Герберт Крафт - Фронтовой дневник эсэсовца. «Мертвая голова» в бою
После атаки штурмовиков противник перешел в наступление и прорвался к командному пункту батальона. Вместе с резервной «ротой» мы остановили его и отбросили до его собственной дамбы. При этом мы уничтожили гранатами два увязших Т-34.
Вернулись отпускники. Однако они не могли достаточно восполнить потери. Я отправился в блиндаж к саперам, где вернувшийся из отпуска земляк, отец четверых детей, обещал мне рассказать о новостях на родине. Я пришел к землянке под проливным дождем, зашел в нее, и тут же вышел наружу по внезапной нужде, из-за того, что замерз. Очнулся лежащим между остатками стволов деревьев. Товарищи разбирали рассыпанные бревна наката блиндажа. Случайный отрикошетивший снаряд 76-мм пушки попал в блиндаж саперов, где находился запас ручных гранат и мин. Все это взорвалось в момент, когда я из него вышел… Слух и способность говорить ко мне постепенно вернулись. Я долго не мог написать цифру «3» и потерял способность запоминать некоторые моменты, из-за чего стал попадать в неприятные ситуации.
Дальше продолжалась ежедневная смерть в грязи и дерьме. В течение двух суток на черничной поляне лежал раненый в живот парень и просил пить и медленно умирал. Не было никакой возможности вытащить его оттуда, потому что вокруг него окопались русские. Неделю пролежал в землянке, постоянно кивая простреленной головой и никого не узнавая, молодой штурманн, пока не умер.
Наш «старикан», худой Барним, получил извещение с родины о том, что его жена, две дочери и сын были за-
сыпаны и задохнулись в бомбоубежище. Он выскочил из траншеи и бежал в сторону русских позиций до тех пор, пока пулеметная очередь не отправила его к родным.
Реактивным снарядом, выпущенным с Ил-2, оторвало по колено обе ноги фольксдойче Шумахеру. Когда его тащили на носилках из березовых жердей, он все кричал нам, чтобы мы позаботились о его ногах. Но они лежали уже где-то в грязи. Его даже не успели донести до батальонного перевязочного пункта. Его безногое тело скатили в одну из воронок, служившей теперь братской могилой. Сверху бросили пару лопат болотной грязи. Писарь в блиндаже вывел очередное: «За фюрера, народ и фатерланд!..»
Нас уже давно должны были сменить на позициях. Была поздняя осень. Опять пришлось идти в атаку. Теперь остатки батальона должны были отвоевать более благоприятные позиции для сменяющих частей вермахта.
Солдаты вермахта заняли наши позиции, чтобы мы могли спокойно отойти. Полковник сменяющей части посмотрел сквозь кустарник на изготовившихся солдат нашей части и спросил командира «этого взвода». Ему ответили:
— Господин полковник, этот взвод — наш батальон. В 1 — м батальоне 3-го полка дивизии СС «Мертвая голова» снова насчитывалось около 40 человек.

_СПИСОК СТРОК_
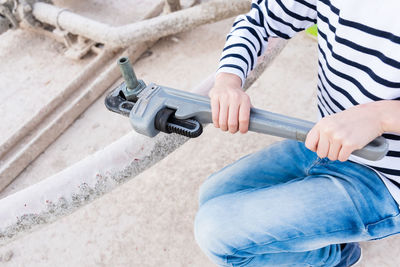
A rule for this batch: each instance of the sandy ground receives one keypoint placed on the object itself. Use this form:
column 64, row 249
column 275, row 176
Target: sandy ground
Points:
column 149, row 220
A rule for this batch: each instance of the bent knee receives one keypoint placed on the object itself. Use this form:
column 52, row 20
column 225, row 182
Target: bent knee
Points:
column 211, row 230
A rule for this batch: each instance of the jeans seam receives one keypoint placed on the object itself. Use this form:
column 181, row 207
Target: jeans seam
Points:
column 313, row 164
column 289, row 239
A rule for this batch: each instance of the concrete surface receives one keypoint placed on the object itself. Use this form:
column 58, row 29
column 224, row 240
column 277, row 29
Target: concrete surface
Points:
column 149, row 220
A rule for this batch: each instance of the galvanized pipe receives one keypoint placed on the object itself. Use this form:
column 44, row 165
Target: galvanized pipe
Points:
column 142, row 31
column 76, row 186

---

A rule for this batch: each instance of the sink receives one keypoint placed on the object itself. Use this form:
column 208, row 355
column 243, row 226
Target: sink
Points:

==

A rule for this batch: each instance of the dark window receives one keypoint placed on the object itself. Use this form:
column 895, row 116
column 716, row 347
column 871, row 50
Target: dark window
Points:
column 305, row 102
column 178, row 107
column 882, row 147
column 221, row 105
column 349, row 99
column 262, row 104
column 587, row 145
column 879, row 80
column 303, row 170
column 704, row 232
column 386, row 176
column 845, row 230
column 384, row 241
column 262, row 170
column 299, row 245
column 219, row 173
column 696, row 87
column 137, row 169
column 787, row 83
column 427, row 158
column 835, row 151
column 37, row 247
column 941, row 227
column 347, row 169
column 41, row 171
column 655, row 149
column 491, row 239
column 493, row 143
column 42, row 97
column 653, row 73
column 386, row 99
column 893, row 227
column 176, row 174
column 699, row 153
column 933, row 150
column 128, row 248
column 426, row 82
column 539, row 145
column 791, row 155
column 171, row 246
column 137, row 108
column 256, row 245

_УПРАЖНЕНИЯ_
1. Изложите отрывок из фронтового дневника в двух предложениях.
2. Продолжите отрывок из фронтового дневника после его последнего предложения.
Строки для работы с отрывком не понадобятся.

_ОТВЕТЫ К УПРАЖНЕНИЯМ_
1. Батальон дивизии СС «Мертвая голова» отбрасывал противника и нес тяжелые потери, а рассказчик пережил взрыв в блиндаже саперов, после которого долго не мог написать цифру «3» и потерял способность запоминать некоторые моменты. После очередной атаки позиции заняли солдаты вермахта, и в 1-м батальоне 3-го полка снова насчитывалось около 40 человек.

2.
СОЛНЦЕ В НОЯБРЕ
Через «мостик неба, задницы и рваных облаков» остатки нашей дивизии вышли из «котла», погрузились в Старой Руссе на поезд, получили последний «привет» от вражеских штурмовиков. Туманным утром мы прибыли в Ригу и через час уже проходили санитарную обработку. Наконец-то теплый душ и возможность сбрить старую грязную бороду. На выходе из душа выдавали чистое белье. Тем временем все наши вещи проходили через газовую камеру, чтобы вытравить вшей, а обмундирование — через химчистку (судя по запаху). Негодные предметы обмундирования заменяли новыми.
Нетерпеливое ожидание в вагоне эшелона: лишь бы быстрее выехать из прифронтовой полосы. Любой прорыв противника, как это часто бывало, отменит отправку на переформирование. Наконец-то мы почувствовали легкий толчок — прицепили паровоз. И опять ждем. И лишь когда наступило утро, мы поехали дальше: Латвия, Литва, Восточная и Западная Пруссия: нам никто не говорил, куда нас везут. Слухи были разные. Сухого пайка выдали на четверо суток, значит, большую часть пути мы уже проехали. Когда поезд проехал по мосту через Рейн, мы поняли, что конечная станция уже недалеко. Из Франции мы выехали, во Францию и вернулись. «Мы» — это те немногие, выжившие в этом походе.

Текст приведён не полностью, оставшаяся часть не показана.